Alumina (Al2O3) is an important material in the technical ceramics industry due to its favorable thermal, mechanical, and electrically insulating properties. As previously stated, spray-drying is the most widely used granulation technique for large production of dry-pressing ceramics. This candidate system and granulation process were solely investigated for this dissertation. The effects that processing parameters have during the spray-drying process on the morphology of spray-dried granules promoted the understanding of how granule characteristics effect the compaction behavior of the granules and the rearrangement of the particles that comprise them. This provided an understanding of what granule characteristics promote or inhibit microstructural uniformity. The processing roles that were varied included the viscosity, the type and percentage of organic binder, and the specific gravity of the slurry. Alumina granules were compacted at various uniaxial pressures and characterized using a field emission scanning electron microscope (FESEM).

The solids loading of the alumina slurries affected the generated density of the spray-dried granules. The binder amount, binder type, and viscosity of the alumina slurries affected the droplet formation of the atomized slurry, and therefore, the generated morphology of the spray-dried granule. The acrylic emulsion binder resulted in spray-dried granules with a higher density and uniform internal structure when compared to the polyvinyl alcohol binder system whose internal structure consisted of an abundance of hollow coring, or microstructural voids, remaining after the spray-drying process. In comparison, the higher percentage of polyvinyl alcohol binder resulted in the lowest spray-dried granule densities and resulted in a higher degree of hollow coring occurring. This difference was noted in the resultant compacted microstructures of the compacted green bodies as well, with a higher degree of microstructural uniformity formed from the green compacts processed with the acrylic emulsion binders. The generated voids within the polyvinyl alcohol binders were difficult to remove during compaction, leaving behind closed porosity and a higher degree of microstructural defects within the visualized compacted microstructure. Moisture content was added to these granules in hope to remove these defects. Since moisture is a plasticizer for polyvinyl alcohol, the moisture content softened the granule and resulted in the removal of these defects. A higher degree of microstructural uniformity was visualized as a function of compaction moisture. However, adding moisture content could affect the overall density distribution within the alumina compact, therefore, microstructural analysis in three dimensions was necessary. In terms of compaction behavior, the density of the granules affected the initial fill density but the morphology and binder type affected the overall knitting behavior and compaction rate of the generated granules.

(ENTRIES SHOWN):
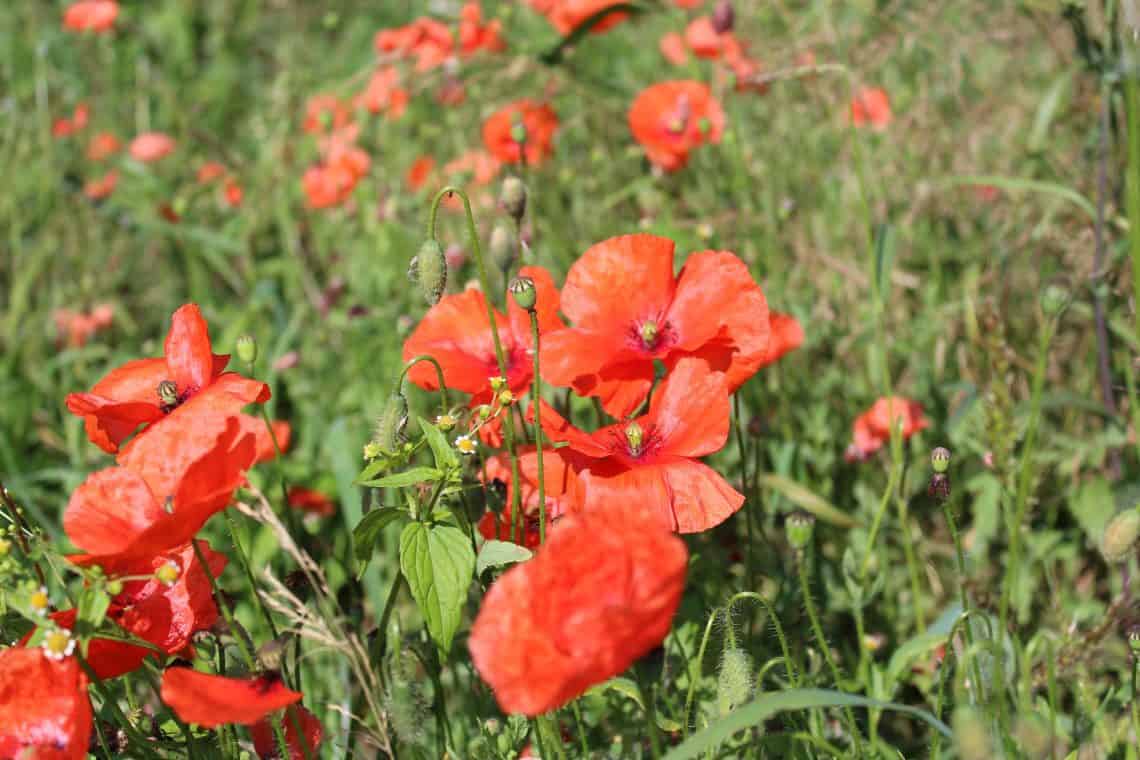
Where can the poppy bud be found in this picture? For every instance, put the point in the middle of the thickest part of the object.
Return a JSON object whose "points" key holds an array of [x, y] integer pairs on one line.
{"points": [[429, 269], [391, 423], [503, 247], [799, 525], [734, 681], [939, 459], [723, 17], [246, 349], [1121, 536], [513, 197], [522, 289]]}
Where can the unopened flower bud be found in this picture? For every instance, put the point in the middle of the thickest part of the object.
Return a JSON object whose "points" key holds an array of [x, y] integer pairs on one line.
{"points": [[723, 17], [246, 349], [391, 423], [513, 197], [799, 525], [522, 289], [1121, 534], [429, 270]]}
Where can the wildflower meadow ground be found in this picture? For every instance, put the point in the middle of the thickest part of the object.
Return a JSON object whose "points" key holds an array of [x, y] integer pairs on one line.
{"points": [[569, 380]]}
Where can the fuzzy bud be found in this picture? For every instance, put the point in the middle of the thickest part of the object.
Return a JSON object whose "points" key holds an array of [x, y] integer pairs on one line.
{"points": [[429, 270], [724, 17], [1121, 536], [246, 349], [522, 291], [391, 423], [734, 681], [799, 526], [513, 197]]}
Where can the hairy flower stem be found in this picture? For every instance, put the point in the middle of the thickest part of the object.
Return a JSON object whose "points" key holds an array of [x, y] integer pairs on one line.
{"points": [[243, 646], [499, 358], [821, 639], [538, 431]]}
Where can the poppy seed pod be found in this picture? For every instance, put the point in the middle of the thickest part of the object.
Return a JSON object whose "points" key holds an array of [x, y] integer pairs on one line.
{"points": [[391, 423], [724, 17], [513, 197], [429, 269], [523, 292], [799, 528], [246, 349], [1121, 536]]}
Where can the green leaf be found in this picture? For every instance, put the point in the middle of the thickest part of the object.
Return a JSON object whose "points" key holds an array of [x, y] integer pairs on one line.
{"points": [[446, 458], [770, 704], [498, 554], [407, 477], [438, 563], [806, 499], [367, 532]]}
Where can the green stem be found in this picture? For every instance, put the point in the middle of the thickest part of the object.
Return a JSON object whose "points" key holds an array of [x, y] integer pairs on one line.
{"points": [[538, 430], [499, 357]]}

(SET TASK A): Using the alumina spray-drying text, say whether each statement agrees with it, answering yes or no and quoting the deciding words: (i) the acrylic emulsion binder gave granules a higher density than the polyvinyl alcohol binder; (ii) added moisture made the defects in the polyvinyl alcohol granules harder to remove; (iii) granule density governed the overall knitting behavior during compaction.
(SET TASK B): Carry the alumina spray-drying text forward with the next few sentences after its last one.
The items have no connection to the alumina spray-drying text.

(WRITTEN REPLY A):
(i) Yes: "The acrylic emulsion binder resulted in spray-dried granules with a higher density and uniform internal structure when compared to the polyvinyl alcohol binder system"
(ii) No: "the moisture content softened the granule and resulted in the removal of these defects"
(iii) No: "the density of the granules affected the initial fill density but the morphology and binder type affected the overall knitting behavior and compaction rate of the generated granules"

(WRITTEN REPLY B):
A three-dimensional layering method was developed to stack two-dimensional FESEM micrographs in three-dimensions to visualize the microstructural characteristics of varying processing parameters. This method resulted in an accurate micron sized measurement to calculate the material removal based on the depths of micro-hardness indentations with a confocal laser scanning microscope throughout the varying removed layers. However, this method was time sensitive, generating small volumes in a matter of weeks. This method was compared to micro X-ray computed tomography (CT) data analyses. The FESEM method resulted in higher resolution three-dimensional microstructures of a finite volume whereas the micro X-ray CT analysis was sufficient to visualize the particle and pore arrangements throughout the full compact at a resolution twelve times lower. This lower resolution resulted in depleting the overall microstructural information gained. Even though the micro X-ray CT data was sufficient to visualize the particle and pore arrangements as well as the density distribution throughout the whole green alumina compact, the three-dimensional FESEM microstructures gained the closed porosity and sub-micron information needed to be able to better characterize these green alumina compacts. Similar visualization results were obtained for the three-dimensional microstructures in comparison to the two-dimensional microstructural characterization analysis. The higher degree of polyvinyl alcohol binder resulted in a higher degree of microstructural defects and density distributions throughout the compact. The highest degree of uniformity was visualized from the compacts processed with the acrylic emulsion binder and the added moisture content to the polyvinyl alcohol polyvinyl alcohol spray-dried granules.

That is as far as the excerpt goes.